REQUIRED WORK
Report each line of the records below that contains the word "above", copying the line in full. Case counts, so only matches with the same capitalization qualify.

---- SUPPLIED DATA

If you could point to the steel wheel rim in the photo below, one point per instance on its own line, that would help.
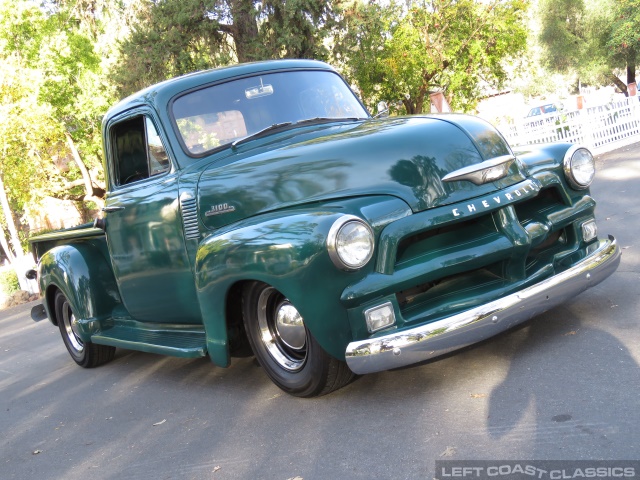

--------
---- SUPPLIED DATA

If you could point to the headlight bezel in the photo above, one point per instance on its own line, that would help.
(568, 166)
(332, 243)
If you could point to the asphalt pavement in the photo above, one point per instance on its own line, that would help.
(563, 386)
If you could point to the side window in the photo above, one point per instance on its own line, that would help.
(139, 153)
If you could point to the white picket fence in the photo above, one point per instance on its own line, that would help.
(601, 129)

--------

FINISHED EXERCISE
If you could point to the headlight bezel in the photo above, one point per instance on its own line, that would help.
If you could point to the asphalt pavement in the photo above, one point per instance on its own line, that would help.
If you could point to the side window in the photo above, one point per instance on its own line, that would help.
If you could point to the white picket fence in the photo above, one point per instance on its own line, that would help.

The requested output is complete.